Pointing dataset records
··········

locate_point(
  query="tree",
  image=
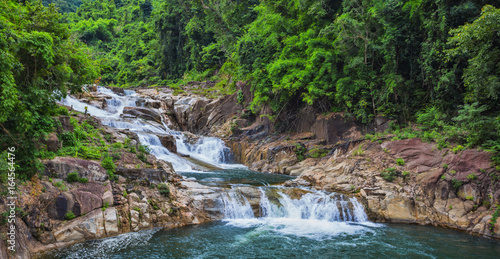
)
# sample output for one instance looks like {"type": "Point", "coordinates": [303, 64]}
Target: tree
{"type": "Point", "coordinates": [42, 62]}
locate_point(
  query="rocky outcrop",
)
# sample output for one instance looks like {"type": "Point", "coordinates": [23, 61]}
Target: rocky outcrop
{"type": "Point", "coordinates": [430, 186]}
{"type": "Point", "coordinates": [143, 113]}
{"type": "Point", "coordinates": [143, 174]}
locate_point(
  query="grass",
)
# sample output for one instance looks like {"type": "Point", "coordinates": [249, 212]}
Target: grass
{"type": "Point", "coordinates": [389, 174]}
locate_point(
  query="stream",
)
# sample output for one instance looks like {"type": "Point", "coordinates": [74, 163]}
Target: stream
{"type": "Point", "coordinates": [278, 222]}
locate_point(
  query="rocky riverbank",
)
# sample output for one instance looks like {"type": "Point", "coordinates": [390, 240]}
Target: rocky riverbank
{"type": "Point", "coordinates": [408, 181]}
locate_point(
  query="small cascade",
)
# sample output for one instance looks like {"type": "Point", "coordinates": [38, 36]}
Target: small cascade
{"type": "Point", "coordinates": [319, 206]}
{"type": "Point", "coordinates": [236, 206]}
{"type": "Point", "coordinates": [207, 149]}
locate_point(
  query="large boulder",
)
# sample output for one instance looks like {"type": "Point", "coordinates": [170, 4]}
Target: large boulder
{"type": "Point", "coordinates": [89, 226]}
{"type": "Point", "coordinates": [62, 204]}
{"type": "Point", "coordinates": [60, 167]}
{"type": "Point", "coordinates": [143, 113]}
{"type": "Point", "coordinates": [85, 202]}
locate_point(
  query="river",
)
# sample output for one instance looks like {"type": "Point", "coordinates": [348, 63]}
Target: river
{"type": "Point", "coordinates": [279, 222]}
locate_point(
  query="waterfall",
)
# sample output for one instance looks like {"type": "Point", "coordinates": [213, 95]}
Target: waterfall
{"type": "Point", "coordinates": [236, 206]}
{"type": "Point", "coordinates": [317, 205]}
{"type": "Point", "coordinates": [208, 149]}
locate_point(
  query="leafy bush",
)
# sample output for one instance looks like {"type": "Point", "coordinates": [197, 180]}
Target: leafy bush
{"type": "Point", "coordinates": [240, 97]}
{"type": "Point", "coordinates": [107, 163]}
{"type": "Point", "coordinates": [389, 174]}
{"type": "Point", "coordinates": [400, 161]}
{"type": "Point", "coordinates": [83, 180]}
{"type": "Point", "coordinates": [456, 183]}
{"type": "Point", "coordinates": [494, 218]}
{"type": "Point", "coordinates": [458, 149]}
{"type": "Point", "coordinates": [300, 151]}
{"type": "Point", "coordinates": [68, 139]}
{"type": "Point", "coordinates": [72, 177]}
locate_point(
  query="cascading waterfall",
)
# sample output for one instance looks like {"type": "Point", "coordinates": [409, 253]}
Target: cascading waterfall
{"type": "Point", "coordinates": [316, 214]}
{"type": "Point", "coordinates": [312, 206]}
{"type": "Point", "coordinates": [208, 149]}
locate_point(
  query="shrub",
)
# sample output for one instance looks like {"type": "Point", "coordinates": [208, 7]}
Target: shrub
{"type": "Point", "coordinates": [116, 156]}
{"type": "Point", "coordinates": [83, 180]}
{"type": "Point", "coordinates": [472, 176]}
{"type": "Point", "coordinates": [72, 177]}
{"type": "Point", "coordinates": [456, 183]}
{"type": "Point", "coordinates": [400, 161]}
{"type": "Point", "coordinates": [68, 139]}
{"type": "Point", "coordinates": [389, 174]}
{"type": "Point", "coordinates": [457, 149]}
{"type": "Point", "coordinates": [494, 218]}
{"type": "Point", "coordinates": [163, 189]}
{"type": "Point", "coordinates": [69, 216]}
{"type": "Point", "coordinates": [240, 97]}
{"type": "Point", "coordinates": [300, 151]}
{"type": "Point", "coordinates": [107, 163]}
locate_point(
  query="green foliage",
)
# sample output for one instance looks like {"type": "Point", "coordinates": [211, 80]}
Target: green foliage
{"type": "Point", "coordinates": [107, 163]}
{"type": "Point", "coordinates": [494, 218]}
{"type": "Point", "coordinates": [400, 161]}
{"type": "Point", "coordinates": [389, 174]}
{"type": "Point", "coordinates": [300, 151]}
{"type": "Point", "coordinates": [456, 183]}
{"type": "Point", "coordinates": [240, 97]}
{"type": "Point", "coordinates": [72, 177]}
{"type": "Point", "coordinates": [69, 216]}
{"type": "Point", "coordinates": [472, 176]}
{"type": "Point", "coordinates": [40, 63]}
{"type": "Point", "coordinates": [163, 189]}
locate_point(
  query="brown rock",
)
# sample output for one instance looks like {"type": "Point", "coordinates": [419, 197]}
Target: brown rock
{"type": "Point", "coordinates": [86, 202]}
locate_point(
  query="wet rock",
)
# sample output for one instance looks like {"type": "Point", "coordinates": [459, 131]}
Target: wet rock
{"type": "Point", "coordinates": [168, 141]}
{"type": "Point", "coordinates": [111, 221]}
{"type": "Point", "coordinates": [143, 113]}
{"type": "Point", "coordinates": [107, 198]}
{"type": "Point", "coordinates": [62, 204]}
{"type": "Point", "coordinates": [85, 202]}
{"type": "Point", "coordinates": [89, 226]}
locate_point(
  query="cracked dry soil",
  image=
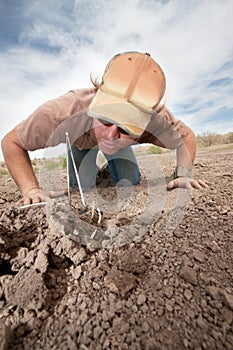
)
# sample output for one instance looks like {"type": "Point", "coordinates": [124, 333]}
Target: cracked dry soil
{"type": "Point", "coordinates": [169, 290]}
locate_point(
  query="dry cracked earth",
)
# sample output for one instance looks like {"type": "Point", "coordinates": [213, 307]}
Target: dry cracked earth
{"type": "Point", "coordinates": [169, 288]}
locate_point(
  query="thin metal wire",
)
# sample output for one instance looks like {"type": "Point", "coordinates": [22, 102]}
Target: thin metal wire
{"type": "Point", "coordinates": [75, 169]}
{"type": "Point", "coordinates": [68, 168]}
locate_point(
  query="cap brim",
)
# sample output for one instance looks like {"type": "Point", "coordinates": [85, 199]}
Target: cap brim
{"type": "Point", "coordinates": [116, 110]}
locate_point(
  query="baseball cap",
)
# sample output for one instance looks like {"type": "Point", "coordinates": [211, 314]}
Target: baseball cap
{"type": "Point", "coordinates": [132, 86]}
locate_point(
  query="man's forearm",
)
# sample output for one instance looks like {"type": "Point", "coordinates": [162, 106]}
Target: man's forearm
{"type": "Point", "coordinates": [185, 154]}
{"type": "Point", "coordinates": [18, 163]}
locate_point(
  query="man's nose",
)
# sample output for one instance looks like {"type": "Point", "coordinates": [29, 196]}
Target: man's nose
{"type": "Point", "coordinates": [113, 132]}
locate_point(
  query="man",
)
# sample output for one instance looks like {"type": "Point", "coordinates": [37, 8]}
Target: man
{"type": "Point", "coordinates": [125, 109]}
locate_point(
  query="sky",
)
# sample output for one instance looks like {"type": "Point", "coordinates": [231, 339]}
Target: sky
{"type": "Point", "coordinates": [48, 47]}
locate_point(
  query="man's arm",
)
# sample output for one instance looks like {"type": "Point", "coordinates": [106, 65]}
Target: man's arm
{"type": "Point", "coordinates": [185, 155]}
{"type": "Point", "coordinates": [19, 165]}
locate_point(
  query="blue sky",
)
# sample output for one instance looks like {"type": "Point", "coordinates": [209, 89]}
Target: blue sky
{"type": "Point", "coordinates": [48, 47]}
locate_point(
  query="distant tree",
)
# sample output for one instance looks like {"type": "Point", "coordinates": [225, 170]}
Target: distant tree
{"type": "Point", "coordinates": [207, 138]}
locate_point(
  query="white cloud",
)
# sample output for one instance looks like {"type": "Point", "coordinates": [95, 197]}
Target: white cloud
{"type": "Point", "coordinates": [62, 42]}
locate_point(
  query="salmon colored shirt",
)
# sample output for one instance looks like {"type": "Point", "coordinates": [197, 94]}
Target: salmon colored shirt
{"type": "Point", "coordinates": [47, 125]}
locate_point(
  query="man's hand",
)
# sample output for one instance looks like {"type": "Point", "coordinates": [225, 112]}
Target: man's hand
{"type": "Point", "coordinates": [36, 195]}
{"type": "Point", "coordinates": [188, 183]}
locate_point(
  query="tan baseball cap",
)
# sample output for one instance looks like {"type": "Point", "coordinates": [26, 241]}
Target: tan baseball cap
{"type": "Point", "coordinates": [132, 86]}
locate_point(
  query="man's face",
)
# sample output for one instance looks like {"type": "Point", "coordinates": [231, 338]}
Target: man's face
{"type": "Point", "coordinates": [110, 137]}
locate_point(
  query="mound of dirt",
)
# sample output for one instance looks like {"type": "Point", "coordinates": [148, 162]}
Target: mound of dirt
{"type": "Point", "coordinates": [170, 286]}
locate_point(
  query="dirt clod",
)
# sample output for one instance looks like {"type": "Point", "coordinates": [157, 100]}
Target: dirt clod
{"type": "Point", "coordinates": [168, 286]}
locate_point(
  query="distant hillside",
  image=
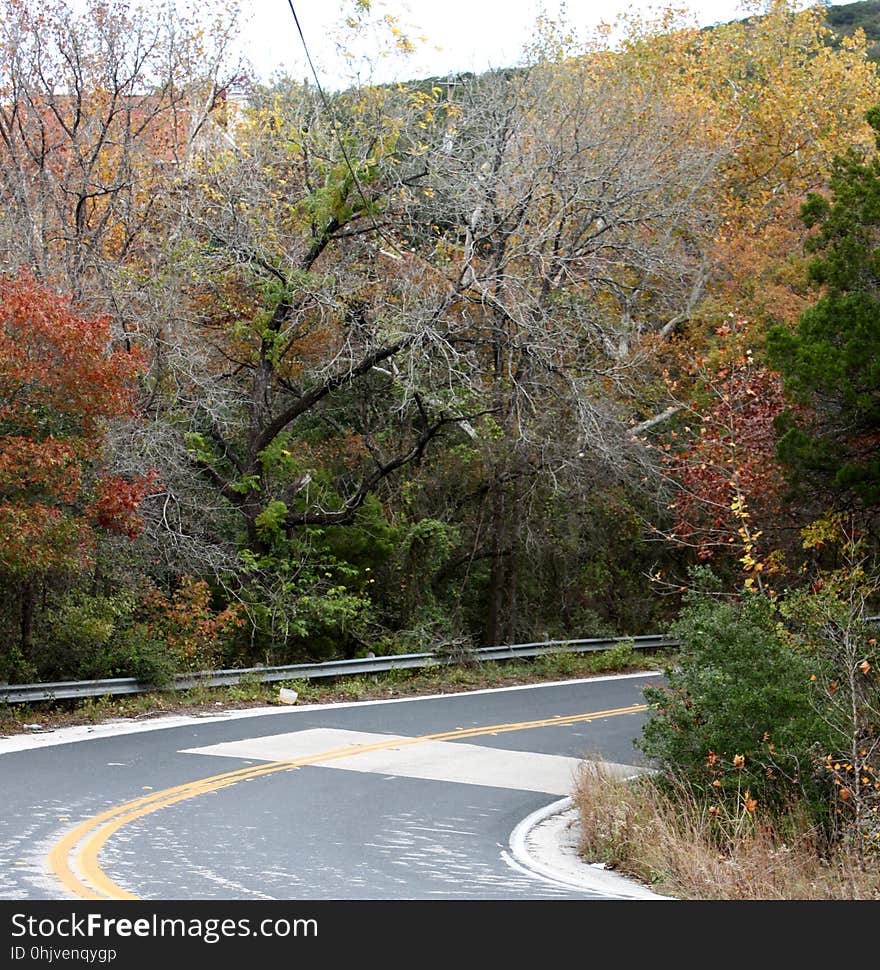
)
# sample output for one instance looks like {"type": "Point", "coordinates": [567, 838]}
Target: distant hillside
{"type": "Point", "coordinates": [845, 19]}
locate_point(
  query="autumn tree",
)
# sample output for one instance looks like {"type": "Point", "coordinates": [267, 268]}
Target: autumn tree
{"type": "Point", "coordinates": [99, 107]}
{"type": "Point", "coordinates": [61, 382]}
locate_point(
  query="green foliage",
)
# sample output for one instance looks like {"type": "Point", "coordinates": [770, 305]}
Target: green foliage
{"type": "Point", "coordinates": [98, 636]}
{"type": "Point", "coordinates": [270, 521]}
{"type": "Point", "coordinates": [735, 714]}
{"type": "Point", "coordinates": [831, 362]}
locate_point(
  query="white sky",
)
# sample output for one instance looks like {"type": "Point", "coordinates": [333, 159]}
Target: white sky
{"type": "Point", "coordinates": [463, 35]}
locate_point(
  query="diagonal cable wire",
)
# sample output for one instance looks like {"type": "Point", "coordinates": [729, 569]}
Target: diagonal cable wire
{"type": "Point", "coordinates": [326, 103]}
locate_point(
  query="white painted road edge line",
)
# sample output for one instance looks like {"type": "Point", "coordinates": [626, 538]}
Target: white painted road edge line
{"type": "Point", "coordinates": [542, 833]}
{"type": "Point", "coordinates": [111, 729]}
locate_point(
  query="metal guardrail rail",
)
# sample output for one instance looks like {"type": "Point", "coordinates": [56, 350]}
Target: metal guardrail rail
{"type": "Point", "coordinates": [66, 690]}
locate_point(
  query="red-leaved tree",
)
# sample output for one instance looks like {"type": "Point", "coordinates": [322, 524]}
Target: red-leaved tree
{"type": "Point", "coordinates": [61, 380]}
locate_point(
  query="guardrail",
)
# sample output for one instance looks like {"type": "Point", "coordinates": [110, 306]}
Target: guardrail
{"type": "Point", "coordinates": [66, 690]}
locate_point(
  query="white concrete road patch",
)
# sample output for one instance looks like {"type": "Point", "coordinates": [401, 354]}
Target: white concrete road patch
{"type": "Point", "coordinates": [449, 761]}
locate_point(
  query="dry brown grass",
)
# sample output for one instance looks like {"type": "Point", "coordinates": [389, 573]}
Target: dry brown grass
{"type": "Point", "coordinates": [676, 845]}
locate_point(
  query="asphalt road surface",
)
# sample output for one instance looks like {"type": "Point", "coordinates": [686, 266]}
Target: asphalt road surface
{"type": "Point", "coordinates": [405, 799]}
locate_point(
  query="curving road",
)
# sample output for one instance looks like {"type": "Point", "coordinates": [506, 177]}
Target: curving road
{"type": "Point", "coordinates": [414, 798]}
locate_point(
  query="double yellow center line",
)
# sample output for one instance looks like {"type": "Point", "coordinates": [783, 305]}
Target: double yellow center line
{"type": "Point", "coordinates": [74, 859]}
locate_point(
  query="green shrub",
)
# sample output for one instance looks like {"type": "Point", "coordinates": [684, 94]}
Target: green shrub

··········

■ **WORK TO DO**:
List every line in the records above that contains the word "wire".

■ **THE RESULT**:
  query="thin metal wire",
Target: thin metal wire
  query="diagonal cable wire",
Target: diagonal cable wire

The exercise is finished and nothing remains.